The output is the line holding "Query: yellow helmet" and all lines after it to the end of the records below; restate them unchanged and add nothing.

■ Record extracts

..............................

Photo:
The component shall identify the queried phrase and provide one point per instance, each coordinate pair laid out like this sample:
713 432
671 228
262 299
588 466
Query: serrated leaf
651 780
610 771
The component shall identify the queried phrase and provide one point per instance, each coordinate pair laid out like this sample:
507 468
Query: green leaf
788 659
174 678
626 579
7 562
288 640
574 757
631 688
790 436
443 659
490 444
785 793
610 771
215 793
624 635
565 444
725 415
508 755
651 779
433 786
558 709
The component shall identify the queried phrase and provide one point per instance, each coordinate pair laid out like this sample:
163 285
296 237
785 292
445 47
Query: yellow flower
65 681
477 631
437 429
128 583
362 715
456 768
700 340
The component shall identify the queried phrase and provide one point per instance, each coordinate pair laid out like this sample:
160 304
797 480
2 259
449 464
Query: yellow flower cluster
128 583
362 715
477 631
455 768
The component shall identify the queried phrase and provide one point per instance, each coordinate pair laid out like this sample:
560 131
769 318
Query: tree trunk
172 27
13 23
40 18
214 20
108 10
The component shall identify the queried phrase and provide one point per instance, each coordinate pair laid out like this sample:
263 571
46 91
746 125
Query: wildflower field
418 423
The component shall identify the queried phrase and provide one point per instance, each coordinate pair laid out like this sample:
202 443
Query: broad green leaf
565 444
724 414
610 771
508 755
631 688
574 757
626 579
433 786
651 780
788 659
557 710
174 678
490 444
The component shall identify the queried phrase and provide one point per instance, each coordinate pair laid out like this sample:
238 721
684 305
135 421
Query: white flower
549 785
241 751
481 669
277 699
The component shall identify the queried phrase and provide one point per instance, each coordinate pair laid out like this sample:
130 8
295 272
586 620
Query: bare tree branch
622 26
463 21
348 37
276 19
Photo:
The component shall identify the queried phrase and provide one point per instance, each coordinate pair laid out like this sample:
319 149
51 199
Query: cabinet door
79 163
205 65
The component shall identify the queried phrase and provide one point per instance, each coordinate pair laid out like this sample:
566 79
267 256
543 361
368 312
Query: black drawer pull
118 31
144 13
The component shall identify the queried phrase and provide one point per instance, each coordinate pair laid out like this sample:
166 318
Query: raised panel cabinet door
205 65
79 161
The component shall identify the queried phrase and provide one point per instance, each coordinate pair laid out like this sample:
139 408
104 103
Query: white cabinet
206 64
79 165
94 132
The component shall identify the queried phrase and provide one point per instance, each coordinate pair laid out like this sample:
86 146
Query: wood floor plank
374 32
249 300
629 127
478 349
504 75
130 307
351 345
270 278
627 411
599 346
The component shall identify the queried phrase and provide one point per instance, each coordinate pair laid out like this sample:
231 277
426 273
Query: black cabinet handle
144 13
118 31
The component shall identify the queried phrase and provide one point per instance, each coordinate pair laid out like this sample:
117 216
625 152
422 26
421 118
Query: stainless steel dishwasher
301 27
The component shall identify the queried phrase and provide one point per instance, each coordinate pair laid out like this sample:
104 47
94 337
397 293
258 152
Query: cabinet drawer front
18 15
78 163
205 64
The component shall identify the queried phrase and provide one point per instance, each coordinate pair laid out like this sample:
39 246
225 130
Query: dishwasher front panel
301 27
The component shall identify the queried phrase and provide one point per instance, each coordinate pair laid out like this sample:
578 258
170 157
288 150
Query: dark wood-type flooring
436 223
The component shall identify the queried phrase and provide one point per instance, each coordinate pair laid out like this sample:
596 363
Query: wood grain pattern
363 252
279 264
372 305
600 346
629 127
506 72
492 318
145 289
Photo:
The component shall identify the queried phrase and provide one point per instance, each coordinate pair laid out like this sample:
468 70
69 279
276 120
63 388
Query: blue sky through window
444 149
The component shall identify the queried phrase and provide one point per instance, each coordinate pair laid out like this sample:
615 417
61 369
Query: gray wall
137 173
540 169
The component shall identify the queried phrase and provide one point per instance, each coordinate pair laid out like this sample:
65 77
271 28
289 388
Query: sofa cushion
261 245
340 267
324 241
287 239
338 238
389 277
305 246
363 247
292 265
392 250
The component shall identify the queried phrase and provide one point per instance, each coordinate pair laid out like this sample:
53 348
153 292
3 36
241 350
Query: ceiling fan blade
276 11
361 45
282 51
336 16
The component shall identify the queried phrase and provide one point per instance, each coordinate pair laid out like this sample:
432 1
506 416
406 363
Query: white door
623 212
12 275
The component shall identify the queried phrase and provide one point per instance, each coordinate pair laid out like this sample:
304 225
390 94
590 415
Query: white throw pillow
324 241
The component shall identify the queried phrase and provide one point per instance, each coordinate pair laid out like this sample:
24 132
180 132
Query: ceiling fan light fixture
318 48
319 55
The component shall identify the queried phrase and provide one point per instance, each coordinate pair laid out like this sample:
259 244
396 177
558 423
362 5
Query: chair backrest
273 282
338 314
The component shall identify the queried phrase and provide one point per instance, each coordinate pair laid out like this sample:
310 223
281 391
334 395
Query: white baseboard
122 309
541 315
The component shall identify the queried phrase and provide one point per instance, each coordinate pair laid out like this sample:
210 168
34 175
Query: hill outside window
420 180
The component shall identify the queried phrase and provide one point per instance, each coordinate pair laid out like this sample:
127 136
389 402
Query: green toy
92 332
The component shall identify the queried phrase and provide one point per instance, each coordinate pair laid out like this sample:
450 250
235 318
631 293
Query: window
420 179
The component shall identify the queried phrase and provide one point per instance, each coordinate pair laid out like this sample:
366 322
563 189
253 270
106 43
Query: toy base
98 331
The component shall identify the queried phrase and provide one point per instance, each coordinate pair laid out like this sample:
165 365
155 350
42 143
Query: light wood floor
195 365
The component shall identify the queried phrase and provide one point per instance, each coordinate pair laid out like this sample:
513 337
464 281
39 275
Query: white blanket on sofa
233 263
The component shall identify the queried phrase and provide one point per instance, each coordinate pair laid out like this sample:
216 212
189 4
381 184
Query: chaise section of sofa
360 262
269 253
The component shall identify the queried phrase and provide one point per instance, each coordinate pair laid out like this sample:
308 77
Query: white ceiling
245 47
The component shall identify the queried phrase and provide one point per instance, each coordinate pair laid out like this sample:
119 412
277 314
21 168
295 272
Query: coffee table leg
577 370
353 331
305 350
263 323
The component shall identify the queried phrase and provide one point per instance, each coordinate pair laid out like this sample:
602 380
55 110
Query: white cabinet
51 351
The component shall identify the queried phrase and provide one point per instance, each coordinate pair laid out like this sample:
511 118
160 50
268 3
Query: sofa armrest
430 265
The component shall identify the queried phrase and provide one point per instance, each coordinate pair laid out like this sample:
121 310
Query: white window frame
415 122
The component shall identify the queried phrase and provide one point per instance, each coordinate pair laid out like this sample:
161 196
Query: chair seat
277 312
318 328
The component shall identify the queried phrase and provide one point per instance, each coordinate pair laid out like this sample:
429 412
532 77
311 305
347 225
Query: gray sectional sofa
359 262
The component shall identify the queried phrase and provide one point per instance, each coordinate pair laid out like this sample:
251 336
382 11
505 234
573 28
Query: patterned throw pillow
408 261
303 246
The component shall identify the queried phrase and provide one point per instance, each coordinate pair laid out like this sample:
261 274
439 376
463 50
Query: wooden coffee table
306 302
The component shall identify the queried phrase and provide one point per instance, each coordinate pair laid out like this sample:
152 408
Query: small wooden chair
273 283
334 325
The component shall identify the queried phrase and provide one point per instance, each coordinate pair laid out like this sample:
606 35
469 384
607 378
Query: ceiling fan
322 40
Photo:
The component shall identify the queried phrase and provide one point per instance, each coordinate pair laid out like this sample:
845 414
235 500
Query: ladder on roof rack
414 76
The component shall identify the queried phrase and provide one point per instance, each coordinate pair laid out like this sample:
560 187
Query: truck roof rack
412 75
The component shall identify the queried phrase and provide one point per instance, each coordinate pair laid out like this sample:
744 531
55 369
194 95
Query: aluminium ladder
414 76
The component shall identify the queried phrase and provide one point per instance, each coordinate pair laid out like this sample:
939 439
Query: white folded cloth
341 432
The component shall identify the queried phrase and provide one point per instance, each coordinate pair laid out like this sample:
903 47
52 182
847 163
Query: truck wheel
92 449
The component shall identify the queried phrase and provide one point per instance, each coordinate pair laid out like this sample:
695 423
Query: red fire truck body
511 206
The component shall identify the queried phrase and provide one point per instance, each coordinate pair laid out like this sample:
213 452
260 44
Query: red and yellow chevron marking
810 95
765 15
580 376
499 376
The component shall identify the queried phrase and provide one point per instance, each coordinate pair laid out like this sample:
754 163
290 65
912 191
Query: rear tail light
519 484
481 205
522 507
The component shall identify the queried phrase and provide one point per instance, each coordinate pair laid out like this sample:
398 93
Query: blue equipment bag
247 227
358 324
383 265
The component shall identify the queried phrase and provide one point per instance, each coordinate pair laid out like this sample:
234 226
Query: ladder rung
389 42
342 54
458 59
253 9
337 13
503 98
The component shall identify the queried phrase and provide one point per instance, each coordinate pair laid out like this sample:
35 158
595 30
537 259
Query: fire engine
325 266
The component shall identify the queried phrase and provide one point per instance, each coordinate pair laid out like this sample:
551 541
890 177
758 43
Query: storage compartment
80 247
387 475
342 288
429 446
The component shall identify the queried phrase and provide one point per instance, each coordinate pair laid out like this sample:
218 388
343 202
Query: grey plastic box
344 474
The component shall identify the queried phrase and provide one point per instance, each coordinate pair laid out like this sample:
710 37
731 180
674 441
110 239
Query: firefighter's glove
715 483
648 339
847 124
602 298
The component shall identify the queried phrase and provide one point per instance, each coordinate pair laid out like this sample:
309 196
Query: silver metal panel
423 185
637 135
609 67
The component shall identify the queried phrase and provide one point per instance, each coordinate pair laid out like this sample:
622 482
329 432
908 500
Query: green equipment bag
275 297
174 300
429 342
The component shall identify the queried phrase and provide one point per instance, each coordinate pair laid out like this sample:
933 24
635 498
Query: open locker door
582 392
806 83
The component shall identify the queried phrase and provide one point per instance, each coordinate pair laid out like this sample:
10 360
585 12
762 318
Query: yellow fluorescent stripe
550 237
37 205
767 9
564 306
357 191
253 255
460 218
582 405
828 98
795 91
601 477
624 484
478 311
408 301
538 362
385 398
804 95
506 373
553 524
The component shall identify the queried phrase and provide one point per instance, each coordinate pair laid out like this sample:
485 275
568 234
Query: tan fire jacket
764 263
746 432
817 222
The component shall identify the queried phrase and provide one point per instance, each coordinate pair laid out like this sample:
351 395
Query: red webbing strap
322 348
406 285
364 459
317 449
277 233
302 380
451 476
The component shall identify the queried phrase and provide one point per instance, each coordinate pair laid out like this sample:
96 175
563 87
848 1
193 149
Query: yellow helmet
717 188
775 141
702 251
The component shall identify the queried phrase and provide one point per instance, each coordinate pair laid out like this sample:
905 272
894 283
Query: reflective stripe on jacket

..............................

■ Reply to the exercise
Query: yellow helmet
717 188
775 141
702 251
The component shall identify the queried phrase and provide one point per instance, each coordinate pair laid out like this sample:
905 272
894 283
Query: reflective stripe on jacket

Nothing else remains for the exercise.